━━━━━ Data for the task ━━━━━
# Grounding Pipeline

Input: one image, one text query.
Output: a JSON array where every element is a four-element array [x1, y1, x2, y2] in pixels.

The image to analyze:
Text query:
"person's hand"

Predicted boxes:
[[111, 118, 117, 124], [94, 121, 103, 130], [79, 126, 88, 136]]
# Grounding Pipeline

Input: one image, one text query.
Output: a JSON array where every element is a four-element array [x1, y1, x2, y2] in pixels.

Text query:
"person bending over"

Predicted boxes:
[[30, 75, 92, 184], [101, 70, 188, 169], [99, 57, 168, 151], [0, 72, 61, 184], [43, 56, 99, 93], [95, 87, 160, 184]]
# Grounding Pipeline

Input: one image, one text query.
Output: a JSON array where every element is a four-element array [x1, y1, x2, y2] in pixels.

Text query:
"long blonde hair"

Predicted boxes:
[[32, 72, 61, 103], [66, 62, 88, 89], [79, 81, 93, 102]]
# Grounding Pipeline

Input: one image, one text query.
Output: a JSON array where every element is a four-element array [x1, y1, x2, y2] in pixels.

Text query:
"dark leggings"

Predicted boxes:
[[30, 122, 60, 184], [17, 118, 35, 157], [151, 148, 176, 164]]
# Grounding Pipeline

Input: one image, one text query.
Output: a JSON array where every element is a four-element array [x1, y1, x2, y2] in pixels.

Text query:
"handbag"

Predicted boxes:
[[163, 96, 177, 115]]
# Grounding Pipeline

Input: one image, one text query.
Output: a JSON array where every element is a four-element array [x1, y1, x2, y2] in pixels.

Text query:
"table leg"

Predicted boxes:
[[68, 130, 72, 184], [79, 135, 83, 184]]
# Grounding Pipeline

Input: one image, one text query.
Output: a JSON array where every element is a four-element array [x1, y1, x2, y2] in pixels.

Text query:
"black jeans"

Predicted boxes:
━━━━━
▶ _Set problem_
Copy the part of the records that runs from the very first line down to the line containing "126, 88, 136]]", keeping both ends and changing nothing.

▶ _Complete output_
# Grounding Pipeline

Input: one image, one text query.
Output: a JSON array where every element is a four-element array [x1, y1, x2, y2] in pixels.

The image to analyze:
Text query:
"person's hand"

Predicted boxes:
[[111, 118, 117, 124], [94, 121, 103, 130], [79, 126, 88, 136]]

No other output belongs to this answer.